***** DATASET EXTRACT

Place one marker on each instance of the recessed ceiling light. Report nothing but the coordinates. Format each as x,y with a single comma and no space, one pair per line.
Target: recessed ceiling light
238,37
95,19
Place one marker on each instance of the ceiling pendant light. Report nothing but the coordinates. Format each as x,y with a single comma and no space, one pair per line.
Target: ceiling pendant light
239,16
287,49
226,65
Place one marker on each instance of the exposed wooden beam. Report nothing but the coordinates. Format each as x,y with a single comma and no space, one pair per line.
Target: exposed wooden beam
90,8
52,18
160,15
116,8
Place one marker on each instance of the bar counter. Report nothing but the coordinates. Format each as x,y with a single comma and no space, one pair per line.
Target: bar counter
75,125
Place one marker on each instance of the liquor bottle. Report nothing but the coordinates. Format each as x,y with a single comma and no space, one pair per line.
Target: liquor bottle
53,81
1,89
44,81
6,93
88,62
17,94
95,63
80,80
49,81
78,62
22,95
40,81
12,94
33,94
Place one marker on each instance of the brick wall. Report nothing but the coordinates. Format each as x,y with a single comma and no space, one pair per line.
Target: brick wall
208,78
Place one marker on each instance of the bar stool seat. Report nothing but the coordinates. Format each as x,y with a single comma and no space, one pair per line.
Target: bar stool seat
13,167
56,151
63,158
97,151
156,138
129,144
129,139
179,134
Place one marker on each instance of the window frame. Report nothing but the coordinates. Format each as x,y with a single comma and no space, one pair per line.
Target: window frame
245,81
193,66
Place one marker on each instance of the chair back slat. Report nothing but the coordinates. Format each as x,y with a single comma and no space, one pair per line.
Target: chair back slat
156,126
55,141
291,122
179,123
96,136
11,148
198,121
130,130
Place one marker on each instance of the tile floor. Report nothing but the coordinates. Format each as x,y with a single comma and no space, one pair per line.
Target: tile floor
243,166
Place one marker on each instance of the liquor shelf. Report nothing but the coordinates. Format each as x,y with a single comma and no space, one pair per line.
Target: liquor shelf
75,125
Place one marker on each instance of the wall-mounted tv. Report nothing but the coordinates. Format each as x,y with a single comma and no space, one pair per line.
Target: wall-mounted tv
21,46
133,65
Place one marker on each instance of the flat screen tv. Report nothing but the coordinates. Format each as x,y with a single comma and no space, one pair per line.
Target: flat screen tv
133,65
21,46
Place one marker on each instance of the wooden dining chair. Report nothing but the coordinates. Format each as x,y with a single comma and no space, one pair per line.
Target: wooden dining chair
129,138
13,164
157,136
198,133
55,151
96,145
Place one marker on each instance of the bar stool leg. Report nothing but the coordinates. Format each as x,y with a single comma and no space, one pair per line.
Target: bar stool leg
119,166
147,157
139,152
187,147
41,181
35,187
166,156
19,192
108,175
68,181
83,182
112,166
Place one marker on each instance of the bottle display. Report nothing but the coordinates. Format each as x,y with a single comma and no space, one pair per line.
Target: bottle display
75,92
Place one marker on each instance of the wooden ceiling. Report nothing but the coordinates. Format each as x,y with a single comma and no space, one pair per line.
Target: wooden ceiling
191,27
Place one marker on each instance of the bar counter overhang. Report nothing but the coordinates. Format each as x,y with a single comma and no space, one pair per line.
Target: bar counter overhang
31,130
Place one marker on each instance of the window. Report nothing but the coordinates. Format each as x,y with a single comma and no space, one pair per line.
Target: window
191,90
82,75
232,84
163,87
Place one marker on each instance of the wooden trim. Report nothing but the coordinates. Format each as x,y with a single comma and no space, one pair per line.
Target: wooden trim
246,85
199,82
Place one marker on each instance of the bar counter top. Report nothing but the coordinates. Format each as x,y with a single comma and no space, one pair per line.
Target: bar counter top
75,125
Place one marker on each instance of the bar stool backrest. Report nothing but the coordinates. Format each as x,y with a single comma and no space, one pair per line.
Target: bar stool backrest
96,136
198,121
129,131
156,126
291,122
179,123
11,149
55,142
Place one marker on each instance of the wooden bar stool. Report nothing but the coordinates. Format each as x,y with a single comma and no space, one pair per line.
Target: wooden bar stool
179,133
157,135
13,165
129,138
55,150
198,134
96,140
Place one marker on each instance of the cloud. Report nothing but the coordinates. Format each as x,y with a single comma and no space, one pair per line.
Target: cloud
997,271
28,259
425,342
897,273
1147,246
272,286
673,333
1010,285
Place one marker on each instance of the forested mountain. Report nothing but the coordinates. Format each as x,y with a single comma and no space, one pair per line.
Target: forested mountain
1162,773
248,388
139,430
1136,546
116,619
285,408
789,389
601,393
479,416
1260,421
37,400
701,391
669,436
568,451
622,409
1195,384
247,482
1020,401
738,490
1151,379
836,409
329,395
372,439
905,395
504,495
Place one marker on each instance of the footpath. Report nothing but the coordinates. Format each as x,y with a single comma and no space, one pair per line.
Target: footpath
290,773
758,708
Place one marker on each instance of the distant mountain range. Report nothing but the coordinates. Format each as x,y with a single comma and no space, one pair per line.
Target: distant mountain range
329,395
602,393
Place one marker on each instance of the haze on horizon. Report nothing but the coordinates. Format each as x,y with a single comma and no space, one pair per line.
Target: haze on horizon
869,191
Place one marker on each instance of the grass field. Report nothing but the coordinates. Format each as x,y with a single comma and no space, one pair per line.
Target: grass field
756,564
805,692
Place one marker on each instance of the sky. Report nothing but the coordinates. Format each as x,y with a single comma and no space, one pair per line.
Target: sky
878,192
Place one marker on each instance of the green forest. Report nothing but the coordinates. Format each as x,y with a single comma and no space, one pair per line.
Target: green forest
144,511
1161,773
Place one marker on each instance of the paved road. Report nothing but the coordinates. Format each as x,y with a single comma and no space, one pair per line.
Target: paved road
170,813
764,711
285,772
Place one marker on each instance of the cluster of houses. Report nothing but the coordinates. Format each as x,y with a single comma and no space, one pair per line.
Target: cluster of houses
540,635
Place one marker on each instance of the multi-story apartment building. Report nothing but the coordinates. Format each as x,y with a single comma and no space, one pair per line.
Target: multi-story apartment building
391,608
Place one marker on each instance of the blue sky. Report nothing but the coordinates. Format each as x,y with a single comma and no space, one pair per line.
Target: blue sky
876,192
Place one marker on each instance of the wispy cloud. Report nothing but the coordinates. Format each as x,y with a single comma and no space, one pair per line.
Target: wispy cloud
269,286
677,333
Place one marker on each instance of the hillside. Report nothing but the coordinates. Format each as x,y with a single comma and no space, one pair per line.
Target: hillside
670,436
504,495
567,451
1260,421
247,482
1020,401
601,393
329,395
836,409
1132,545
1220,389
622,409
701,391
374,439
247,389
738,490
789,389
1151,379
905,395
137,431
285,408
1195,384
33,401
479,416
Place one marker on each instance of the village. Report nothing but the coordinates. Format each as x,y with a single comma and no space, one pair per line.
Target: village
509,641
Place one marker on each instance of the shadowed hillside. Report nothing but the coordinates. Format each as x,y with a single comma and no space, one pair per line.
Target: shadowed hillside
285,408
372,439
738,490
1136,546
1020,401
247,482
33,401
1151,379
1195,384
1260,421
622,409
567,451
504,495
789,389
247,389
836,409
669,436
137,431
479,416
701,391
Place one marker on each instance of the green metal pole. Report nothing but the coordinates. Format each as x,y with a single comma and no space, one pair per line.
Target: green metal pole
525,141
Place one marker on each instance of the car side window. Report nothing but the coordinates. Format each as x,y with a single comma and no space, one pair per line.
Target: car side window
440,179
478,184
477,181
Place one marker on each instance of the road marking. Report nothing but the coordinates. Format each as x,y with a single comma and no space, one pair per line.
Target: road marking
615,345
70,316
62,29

**********

§ EXERCISE REQUIREMENTS: Repeat the entries exactly, all of them.

§ COMPLETE ANSWER:
Place one marker on each instance of the recessed ceiling light. Report nothing but the coordinates. Format each as x,y with a single comma and no space, one pair per line.
Target: recessed ceiling light
238,37
95,19
Place one marker on each instance of the ceiling pendant light. Report nothing but the coordinates. Format each as x,y with a single comma and no space, one pair per line.
Target: ceiling pendant light
239,16
287,49
226,65
Place one marker on each instance of the exposed wooden beam. Report nothing but the coordinates. Format each as x,y with a single comma and no space, one pair per line.
Target: exposed wooden beam
90,8
52,18
160,15
116,8
Place one marker on each instance of the bar counter. Report nothing but the coordinates. Format each as x,y with a single comma and no space, one pair per line.
Target: bar counter
75,125
Place one marker on each instance of the liquor bottle. Report nothing but the coordinates. Format each as x,y with a single comma and no space, one pair per line.
Target: liquor bottle
53,81
1,89
44,81
6,93
88,62
17,94
95,63
80,80
49,81
78,62
22,95
40,81
12,94
33,94
Place one marker on each instance of the brick wall. Report nothing but the coordinates. Format each as x,y with a single comma and no space, one pair per line.
Target: brick wall
208,78
Place one marker on each instance of the bar stool seat. Report nothing but the coordinates. Format each as x,y with a single comma and no space, one pair per line.
Target: bar stool seat
13,167
56,151
63,158
97,151
156,138
129,144
129,139
179,134
Place one marker on each instance of the window frame. Report nothing but the coordinates. Format each as x,y with a single comma and no space, one pair per line.
Target: window frame
245,81
193,66
Place one marker on each instance of the chair back slat. Report nothing but the coordinates. Format each as x,y with a single comma and no space, one pair per line.
Target: chair back slat
156,126
55,141
291,122
179,123
96,136
11,148
198,121
130,130
Place one marker on each instance of the tile floor. Report nothing but the coordinates. Format each as x,y with a single comma and no space, one pair per line.
Target: tile floor
243,166
Place one marker on each instance of the liquor shelf. Report nothing but the coordinates. Format each as x,y with a single comma and no space, one pair per line.
Target: liquor shelf
75,125
Place one marker on each instance of the wall-mounted tv. Report nothing but the coordinates. Format each as x,y with a single comma and no space, one pair per line.
Target: wall-mounted tv
21,46
133,65
Place one marker on each instance of the flat screen tv. Report nothing but the coordinates. Format each as x,y with a single comma and no space, one pair per line.
Target: flat screen tv
133,65
21,46
Place one marker on each instance of the wooden dining chair. Report nothing but the coordinates. Format each as x,y with a single comma and no space, one pair per line.
Target: wooden dining chair
129,138
13,164
157,136
198,133
55,151
96,145
Place one marker on each instance of the bar stool leg. Report nothing but the coordinates. Format each as x,y with a single comma and no space, one pair per line.
Target: bar stool leg
119,166
147,157
139,152
187,147
41,181
35,187
166,156
19,192
108,175
68,181
83,182
112,166
Place one marker on each instance of the bottle display. Report nothing but the coordinates. Format each as x,y with a single comma and no space, one pair per line.
Target: bottle display
75,92
Place one marker on each instance of the wooden ceiling. Report nothing but the coordinates. Format each as x,y with a single comma and no space, one pair per line.
Target: wooden ceiling
191,27
Place one marker on each instance of the bar counter overhang. Report nothing but the coordinates. Format each as x,y with a single comma and no space, one pair per line.
Target: bar counter overhang
31,130
Place one marker on each instance of the window. Report nothing but the coordinates. Format each as x,y with a single comma and no space, one pair per line.
Target: window
191,90
82,75
232,84
163,87
Place one marker on each instance of the wooden trim. Report nothing but the coordinates. Format each as x,y with a single comma and no space, one pair per line.
Target: wooden trim
246,85
199,82
Place one marker on each instance of the bar counter top. Report nothing but the coordinates. Format each as x,y with a single comma and no space, one pair per line.
Target: bar counter top
75,125
Place one marker on each instance of the bar stool backrest. Report nothing but the coordinates. Format each as x,y with a single comma and no space, one pair per line.
Target: bar stool backrest
96,136
198,121
129,131
156,126
291,122
179,123
11,149
55,142
Place one marker on each instance of the wooden bar stool. Report nothing but the coordinates. Format each as x,y with a single comma and no space, one pair per line.
Target: wooden bar stool
179,133
157,135
13,165
129,138
55,150
198,134
96,140
Place one marker on each instance of the cloud. Report nothing but the coordinates. Format each as x,y with a single comma and no space, one pair per line.
Target: cloud
997,271
28,259
425,342
897,273
1147,246
272,286
673,333
1010,285
Place one marker on each instance of the forested mountain. Report nothing but the coordinates. Format each as x,y with a single comma and no space, one pair per line.
Target: forested mountain
1162,773
248,388
139,430
1136,546
116,619
285,408
789,389
601,393
479,416
1260,421
37,400
701,391
669,436
568,451
622,409
1195,384
247,482
1020,401
738,490
1151,379
836,409
329,395
372,439
905,395
504,495
Place one marker on each instance of the footpath. Report nothing but the coordinates. Format each as x,y with a single comma and no space, one pair per line.
Target: footpath
290,773
758,708
Place one marker on each instance of the distant mountain range. Report nothing but the coordinates. Format each as x,y with a single comma and no space, one pair per line.
Target: distant mountain range
329,395
602,393
Place one marker on each instance of the haze on horizon. Report nothing but the coordinates. Format each as x,y with a single comma and no space, one pair per line.
Target: haze on horizon
869,191
Place one marker on each instance of the grass field. Report nothing but the coordinates. Format each as x,y with a single comma and no space, one pair per line.
Target: grass field
756,564
805,692
Place one marker on each instance of the sky. Report nothing but the coordinates. Format each as x,y with a single comma and no space, one pair per line.
Target: sky
878,192
Place one marker on each instance of the green forest. Report nothing but the coordinates. Format each as x,y with a single comma and no space, one pair per line.
Target: green forest
144,511
1161,773
Place one marker on each instance of the paved road. Report nothing but the coordinates. Format each as x,y with a single comma and no space, one pair per line.
Target: paved road
170,813
764,711
285,772
Place one marker on each instance of the cluster of houses. Report nothing but the coordinates. Format each as x,y with a single comma and no space, one pair per line.
Target: cluster of houses
540,635
Place one marker on each instance of the multi-story apartment building. Report nothing but the coordinates. Format each as x,y with a single comma and no space, one pair per line.
Target: multi-story apartment building
391,608
Place one marker on each instance of the blue sky. Report nothing but the coordinates. Format each as x,y with a single comma and no space, one pair per line.
Target: blue sky
876,192
Place one marker on each instance of the wispy cloud. Report nothing but the coordinates. Format each as x,y with a single comma and no space, one pair per line.
Target: wispy cloud
269,286
677,333
Place one marker on each instance of the hillside. Report nothing but the coordinates. Format each as x,y with a single comma and no space, one pair per line.
Target: hillside
670,436
504,495
567,451
1260,421
247,482
1020,401
601,393
329,395
836,409
1132,545
1220,389
622,409
701,391
374,439
247,389
738,490
789,389
1151,379
905,395
137,431
285,408
1195,384
33,401
479,416
Place one marker on each instance of the village. Report nothing but the coordinates. Format each as x,y with a single comma and no space, one pair per line.
Target: village
509,641
Place one marker on each instance of the shadowed hillside. Report nothing but the coordinates. Format each as x,y with a single comma and no space, one pair per line.
Target: shadowed hillside
285,408
372,439
738,490
1136,546
1020,401
247,482
33,401
1151,379
1195,384
1260,421
622,409
567,451
504,495
789,389
247,389
836,409
669,436
137,431
479,416
701,391
Place one marker on each instance of the green metal pole. Report nothing but the coordinates. Format each as x,y with a single comma and no space, one pair per line.
Target: green metal pole
525,141
Place one marker on each instance of the car side window. Report nothing but the coordinates. Format each as x,y with a single comma and no space, one pair per line.
Target: car side window
440,179
478,184
477,181
Place one marker on each instance of the road marking. Report nothing but the coordinates. Format each as x,y with a single comma and no space, one pair per line.
Target: road marking
615,345
70,316
62,29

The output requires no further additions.